» WHAT NEEDS TO BE DONE
Return every line of the listing below that contains the string "steam", copying each such line in full.
>> START
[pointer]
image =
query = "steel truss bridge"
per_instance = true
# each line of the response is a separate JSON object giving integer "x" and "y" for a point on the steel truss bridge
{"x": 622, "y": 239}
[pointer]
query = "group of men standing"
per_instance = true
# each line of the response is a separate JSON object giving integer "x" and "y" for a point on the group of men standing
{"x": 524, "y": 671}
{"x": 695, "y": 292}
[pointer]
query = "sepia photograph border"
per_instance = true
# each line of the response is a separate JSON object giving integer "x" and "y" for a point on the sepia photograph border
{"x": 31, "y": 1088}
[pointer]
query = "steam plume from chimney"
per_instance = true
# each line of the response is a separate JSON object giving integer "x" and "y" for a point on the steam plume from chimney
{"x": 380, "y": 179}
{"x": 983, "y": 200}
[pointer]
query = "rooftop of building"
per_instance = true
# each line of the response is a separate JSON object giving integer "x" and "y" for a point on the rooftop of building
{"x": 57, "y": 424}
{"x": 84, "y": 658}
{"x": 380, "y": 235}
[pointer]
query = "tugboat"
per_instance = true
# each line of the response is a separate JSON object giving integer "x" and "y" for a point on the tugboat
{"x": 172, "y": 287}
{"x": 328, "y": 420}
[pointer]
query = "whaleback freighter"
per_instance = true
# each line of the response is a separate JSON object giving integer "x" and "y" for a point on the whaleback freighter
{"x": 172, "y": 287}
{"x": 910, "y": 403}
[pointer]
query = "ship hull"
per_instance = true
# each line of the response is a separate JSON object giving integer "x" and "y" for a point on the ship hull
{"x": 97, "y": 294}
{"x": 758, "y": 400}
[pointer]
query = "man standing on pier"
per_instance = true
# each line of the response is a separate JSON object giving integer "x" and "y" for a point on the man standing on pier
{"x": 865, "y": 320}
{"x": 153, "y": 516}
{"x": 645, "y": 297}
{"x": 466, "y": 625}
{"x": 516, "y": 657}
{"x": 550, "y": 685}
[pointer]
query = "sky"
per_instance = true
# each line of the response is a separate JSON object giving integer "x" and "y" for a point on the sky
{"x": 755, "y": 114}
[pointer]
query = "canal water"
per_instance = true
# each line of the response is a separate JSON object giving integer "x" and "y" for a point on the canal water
>> END
» ANSWER TO THIS PROBLEM
query = "steam plume from chimney"
# each line of the response is a separate JSON object giving integer "x" and "y" for a point on the steam plume from chimney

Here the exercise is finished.